**EXERCISE TASK**
Select every line of the items below that contains the word "flower", and copy each one. Case counts.

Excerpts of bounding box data

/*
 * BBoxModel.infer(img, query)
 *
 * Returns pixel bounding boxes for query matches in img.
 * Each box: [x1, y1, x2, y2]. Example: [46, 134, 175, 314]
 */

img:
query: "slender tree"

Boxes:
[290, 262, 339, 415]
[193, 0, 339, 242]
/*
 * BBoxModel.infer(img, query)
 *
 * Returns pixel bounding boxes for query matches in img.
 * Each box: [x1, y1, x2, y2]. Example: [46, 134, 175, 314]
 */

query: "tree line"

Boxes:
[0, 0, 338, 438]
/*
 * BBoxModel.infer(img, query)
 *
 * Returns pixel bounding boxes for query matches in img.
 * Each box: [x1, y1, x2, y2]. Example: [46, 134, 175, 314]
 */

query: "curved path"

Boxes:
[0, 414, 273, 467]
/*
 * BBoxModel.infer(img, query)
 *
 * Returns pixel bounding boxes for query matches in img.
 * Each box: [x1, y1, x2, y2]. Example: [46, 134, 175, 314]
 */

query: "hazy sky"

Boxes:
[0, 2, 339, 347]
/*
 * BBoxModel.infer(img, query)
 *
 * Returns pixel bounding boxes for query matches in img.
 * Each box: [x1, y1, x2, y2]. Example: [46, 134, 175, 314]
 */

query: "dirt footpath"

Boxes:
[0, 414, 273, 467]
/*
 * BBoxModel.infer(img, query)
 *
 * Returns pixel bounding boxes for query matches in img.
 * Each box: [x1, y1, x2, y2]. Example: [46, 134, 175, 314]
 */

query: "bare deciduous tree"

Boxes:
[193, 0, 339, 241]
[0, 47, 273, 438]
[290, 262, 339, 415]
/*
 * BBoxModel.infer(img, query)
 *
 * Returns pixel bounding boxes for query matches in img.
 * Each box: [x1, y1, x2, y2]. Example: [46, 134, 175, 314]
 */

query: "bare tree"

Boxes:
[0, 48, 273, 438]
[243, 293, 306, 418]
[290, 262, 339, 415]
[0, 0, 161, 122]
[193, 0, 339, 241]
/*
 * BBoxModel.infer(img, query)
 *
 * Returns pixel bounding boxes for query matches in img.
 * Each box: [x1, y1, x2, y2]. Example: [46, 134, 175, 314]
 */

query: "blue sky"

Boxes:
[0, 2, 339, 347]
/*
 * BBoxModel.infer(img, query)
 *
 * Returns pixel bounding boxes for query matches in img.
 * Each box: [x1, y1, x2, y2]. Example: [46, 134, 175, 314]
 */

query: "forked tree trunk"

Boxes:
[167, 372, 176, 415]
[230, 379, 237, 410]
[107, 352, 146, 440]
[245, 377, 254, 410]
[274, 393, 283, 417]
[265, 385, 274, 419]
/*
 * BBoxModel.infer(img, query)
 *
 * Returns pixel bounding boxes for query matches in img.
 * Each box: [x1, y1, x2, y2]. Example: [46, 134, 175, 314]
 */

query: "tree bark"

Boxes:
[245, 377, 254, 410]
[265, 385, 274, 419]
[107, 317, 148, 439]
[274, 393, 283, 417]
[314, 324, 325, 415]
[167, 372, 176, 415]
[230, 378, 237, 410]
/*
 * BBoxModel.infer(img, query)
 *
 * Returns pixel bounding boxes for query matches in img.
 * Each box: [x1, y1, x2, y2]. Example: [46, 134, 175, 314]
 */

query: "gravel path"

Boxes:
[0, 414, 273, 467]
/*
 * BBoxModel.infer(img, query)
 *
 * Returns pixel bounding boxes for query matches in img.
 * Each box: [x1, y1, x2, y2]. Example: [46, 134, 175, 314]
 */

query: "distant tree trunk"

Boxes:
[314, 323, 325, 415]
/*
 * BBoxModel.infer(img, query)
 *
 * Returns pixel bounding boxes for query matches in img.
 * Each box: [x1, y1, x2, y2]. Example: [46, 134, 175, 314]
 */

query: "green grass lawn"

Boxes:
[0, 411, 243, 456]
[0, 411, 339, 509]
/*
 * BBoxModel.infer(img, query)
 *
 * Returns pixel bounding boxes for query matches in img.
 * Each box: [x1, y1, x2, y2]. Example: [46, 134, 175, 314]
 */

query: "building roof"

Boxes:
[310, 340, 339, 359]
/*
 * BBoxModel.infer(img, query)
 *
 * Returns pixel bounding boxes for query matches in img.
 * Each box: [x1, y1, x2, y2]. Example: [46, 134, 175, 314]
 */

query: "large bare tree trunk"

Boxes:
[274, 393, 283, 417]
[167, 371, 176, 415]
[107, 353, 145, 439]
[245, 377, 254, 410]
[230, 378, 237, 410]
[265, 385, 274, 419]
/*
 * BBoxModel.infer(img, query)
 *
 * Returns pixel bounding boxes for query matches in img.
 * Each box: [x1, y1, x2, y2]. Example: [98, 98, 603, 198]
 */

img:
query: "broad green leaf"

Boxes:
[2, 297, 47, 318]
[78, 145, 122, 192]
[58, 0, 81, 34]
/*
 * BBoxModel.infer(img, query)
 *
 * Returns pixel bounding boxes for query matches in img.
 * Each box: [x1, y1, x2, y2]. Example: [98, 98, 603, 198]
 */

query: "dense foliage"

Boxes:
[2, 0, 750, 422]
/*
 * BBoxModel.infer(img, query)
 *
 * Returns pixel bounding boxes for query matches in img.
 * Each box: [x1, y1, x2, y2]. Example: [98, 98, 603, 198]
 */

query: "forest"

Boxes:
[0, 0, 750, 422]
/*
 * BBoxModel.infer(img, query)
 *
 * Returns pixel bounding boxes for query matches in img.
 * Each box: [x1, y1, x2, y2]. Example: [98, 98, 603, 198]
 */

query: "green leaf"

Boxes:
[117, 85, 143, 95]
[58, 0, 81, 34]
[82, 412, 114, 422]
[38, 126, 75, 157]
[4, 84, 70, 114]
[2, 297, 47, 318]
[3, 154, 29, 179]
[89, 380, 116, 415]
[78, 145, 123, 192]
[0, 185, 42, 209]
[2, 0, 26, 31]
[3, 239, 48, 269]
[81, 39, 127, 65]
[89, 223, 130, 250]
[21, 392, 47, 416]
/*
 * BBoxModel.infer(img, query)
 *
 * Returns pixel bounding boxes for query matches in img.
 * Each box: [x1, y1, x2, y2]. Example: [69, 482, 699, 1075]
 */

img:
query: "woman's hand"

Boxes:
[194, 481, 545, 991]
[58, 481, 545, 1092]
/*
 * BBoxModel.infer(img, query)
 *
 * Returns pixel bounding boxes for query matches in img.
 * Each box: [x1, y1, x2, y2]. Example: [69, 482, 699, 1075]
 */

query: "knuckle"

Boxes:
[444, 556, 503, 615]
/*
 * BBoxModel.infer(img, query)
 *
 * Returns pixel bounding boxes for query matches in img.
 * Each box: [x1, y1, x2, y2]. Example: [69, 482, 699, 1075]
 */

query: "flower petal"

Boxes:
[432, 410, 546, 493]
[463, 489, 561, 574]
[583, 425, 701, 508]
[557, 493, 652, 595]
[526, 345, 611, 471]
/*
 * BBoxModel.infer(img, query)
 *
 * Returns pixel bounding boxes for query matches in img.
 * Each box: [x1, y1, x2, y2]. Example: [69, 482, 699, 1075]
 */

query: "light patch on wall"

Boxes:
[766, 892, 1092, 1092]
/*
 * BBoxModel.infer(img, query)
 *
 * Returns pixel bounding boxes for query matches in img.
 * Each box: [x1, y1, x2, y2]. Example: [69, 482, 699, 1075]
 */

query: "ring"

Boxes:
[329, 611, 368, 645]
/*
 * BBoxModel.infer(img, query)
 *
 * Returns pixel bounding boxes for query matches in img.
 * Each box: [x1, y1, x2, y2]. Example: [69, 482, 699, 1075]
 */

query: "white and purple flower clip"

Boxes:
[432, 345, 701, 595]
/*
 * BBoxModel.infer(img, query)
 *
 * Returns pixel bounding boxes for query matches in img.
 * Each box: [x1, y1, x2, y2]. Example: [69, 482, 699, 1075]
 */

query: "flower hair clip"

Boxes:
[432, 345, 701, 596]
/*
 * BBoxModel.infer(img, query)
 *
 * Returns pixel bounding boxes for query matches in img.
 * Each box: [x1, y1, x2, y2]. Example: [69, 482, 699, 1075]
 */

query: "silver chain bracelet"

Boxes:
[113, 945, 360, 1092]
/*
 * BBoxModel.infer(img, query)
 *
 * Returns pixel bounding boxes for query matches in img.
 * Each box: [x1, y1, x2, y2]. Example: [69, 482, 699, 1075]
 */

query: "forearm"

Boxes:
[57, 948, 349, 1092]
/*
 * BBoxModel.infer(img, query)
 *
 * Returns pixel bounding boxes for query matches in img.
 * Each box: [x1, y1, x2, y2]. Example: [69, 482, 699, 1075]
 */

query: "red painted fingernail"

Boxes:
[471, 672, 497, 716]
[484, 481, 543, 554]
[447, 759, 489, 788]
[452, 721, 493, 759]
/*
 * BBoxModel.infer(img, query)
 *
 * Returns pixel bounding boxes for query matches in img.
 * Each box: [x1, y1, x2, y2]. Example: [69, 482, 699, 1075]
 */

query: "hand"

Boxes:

**TASK RESULT**
query: "flower petal"
query: "white and purple flower clip"
query: "flower hair clip"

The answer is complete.